» Aufgabe A
Prüfen Sie bitte, ob die Aussagen (i) bis (iii) mit dem Text über die Coburger „Ring“-Inszenierung unten übereinstimmen, und antworten Sie jeweils mit Ja oder Nein samt den entscheidenden Worten des Textes als wörtlichem Zitat. (i) Das Theater verfügt über 444 Plätze. (ii) Zwischen dem zweiten und dritten Akt komponierte Wagner den „Parsifal“. (iii) Die „Walküre“ wurde im Oktober 2019 gezeigt.
» Aufgabe B
Setzen Sie den Text über die Coburger „Ring“-Inszenierung unten nach seinem letzten Satz fort.

» Lesetext

● ● ● ● ●

Dass die "Götterdämmerung" im "Globe" stattfindet, ist eher kein Manko

So klingt es über zwei Akte sehr plastisch aus dem Graben und selbst die reduzierte Streicher-Besetzung macht in diesem kleinen Raum das Waldweben zu wahrer Kammermusik. Doch im dritten Akt ist alles ein wenig anders, denn in den 15 Jahren zwischen zweitem und dritten Akt komponierte Wagner bekanntlich "Tristan" und "Meistersinger" und das musikalische Beziehungsgeflecht ist nun ungleich komplexer und dichter.

Das sprengt den kleinen Graben fast und bringt das Theater mit seinen 444 Plätzen akustisch an seine Grenzen, während die Sänger nach wie vor sehr gut klingen in einem Raum, für den einst sehr viel Holz verbaut wurde. Dass die "Götterdämmerung" in der nächsten (und zyklische "Ring"-Aufführungen innerhalb einer Woche dann in der übernächsten) Spielzeit im "Globe" stattfinden, ist also eher kein Manko.

Das Landestheater Coburg muss saniert werden. (Foto: Daniel Karmann/picture alliance/dpa)

Regisseur und Bühnenbildner Alexander Müller-Elmau lässt seine Tetralogie (vorausgegangen waren "Rheingold" im Oktober 2019 und nach langer Corona-Pause "Walküre" im April vergangenen Jahres) in einer Art Theater-Museum spielen. In "Siegfried" schwebt ein großes goldenes Gehirn herab, das einst das geschmiedete Rheingold, nun das Herz des Drachen Fafner darstellt, der diesen "Hort" geraubt hatte. Der singt aus einer Art riesigem Grammophon heraus und haucht in der fast nackten, mächtigen Gestalt des großartigen Basses Bartosz Araszkiewicz sein Leben aus.

● ● ● ● ●

» Vorliegende Daten
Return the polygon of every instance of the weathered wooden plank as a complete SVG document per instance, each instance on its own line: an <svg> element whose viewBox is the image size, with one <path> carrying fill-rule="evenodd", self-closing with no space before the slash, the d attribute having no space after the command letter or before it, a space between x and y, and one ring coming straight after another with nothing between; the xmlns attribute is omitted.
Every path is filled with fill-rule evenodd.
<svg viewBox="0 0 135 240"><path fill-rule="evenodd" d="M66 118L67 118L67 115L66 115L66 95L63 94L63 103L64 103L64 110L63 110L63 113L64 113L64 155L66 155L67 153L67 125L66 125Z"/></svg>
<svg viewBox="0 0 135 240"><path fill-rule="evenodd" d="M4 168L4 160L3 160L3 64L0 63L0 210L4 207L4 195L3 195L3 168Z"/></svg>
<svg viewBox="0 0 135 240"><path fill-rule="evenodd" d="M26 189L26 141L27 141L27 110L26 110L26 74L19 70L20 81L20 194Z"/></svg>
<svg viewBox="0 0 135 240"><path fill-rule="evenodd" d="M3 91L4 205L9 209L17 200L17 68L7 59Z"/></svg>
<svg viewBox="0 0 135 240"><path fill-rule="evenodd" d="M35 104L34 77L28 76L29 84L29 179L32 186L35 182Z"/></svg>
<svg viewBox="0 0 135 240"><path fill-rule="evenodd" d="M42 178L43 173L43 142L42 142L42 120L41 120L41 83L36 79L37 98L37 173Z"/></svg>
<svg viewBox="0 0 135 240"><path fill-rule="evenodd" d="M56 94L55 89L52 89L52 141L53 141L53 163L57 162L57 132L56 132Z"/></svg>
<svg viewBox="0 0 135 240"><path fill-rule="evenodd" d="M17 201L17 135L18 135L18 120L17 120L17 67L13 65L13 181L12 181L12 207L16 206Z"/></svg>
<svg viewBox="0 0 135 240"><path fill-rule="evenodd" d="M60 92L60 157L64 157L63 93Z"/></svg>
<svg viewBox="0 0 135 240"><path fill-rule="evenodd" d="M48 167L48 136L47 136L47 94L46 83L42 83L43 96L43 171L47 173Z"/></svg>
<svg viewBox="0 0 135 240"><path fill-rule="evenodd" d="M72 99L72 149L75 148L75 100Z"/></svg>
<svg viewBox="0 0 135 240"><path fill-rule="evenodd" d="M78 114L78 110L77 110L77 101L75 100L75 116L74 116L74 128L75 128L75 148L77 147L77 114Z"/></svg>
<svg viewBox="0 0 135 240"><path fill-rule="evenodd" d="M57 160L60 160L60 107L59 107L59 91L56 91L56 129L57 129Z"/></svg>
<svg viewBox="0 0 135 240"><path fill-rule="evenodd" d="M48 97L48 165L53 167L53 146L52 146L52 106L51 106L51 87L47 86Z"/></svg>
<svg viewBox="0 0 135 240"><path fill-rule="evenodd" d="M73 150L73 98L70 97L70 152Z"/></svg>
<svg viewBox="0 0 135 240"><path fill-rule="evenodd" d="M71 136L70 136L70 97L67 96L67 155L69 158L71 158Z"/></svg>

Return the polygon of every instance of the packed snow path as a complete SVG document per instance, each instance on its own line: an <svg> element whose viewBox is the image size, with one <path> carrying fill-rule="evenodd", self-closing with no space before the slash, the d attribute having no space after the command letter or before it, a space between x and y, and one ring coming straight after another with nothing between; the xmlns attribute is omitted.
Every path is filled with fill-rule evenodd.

● ● ● ● ●

» Antwort A
(i) Ja: „das Theater mit seinen 444 Plätzen“
(ii) Nein: „in den 15 Jahren zwischen zweitem und dritten Akt komponierte Wagner bekanntlich "Tristan" und "Meistersinger"“
(iii) Nein: „nach langer Corona-Pause "Walküre" im April vergangenen Jahres“

» Antwort B
Im ersten Akt dominierte ein Zelt als Versteck für Mime (sehr wendig in Spiel und Singen: Simeon Esper) die karge, mit schwarzen Plastikplanen ausgeschlagene Bühne, während am Ende ein fotorealistisch in Öl gemalter Waldbrand sowohl den Feuerwall symbolisiert, hinter dem in einem gläsernen Kubus Brünnhilde schläft, als auch das Ende der Götter mit dem Brand Walhalls antizipiert.

Wieder singt die junge Schwedin Åsa Jäger Wotans Lieblingstochter mit beeindruckend klarem dramatischem Sopran, und auch Patrick Cook von der Deutschen Oper Berlin besitzt einen strahlkräftig jugendlich heldischen Tenor. Er konnte allerdings krankheitsbedingt in der Generalprobe zum ersten Mal mit Orchester die ganze Partie auch aussingen, von wenigen Momenten abgesehen, in denen er sich schonen musste.

Patrick Cook als Siegfried. (Foto: Annemone Taake)

Deshalb hat das Leitungsteam in den vergangenen Tagen eine ungewöhnliche Lösung für die Premiere am Sonntag gefunden: Unter die Statisten, die seit "Rheingold" das Geschehen aus der Zukunft beobachten, mischte sich nun der Ungar Zoltán Nyári aus dem Ensemble des Oldenburgischem Staatstheaters, um im Bedarfsfall während der Aufführung als Siegfried weiter singen und spielen zu können. Für die Premiere war geplant, dass er mit dem Gang durchs Feuer zu Brünnhilde in jedem Fall den Siegfried von Cook übernimmt.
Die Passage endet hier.